[Data listing]
'''

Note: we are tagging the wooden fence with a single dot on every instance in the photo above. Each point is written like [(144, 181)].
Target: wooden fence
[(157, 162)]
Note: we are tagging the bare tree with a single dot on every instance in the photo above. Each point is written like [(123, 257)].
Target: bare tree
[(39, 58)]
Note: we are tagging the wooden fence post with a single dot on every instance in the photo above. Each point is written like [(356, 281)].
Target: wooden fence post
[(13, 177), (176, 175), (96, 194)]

'''

Copy the entries from the line containing "Note: we are tagging the wooden fence post" through the end, substituting "wooden gate post" for "wooden fence post" and leaving everything else unchanged.

Note: we are tagging the wooden gate post with a single dot on every instance in the photo above. Each point is written like [(356, 281)].
Target: wooden gate post
[(13, 177), (176, 175), (96, 194)]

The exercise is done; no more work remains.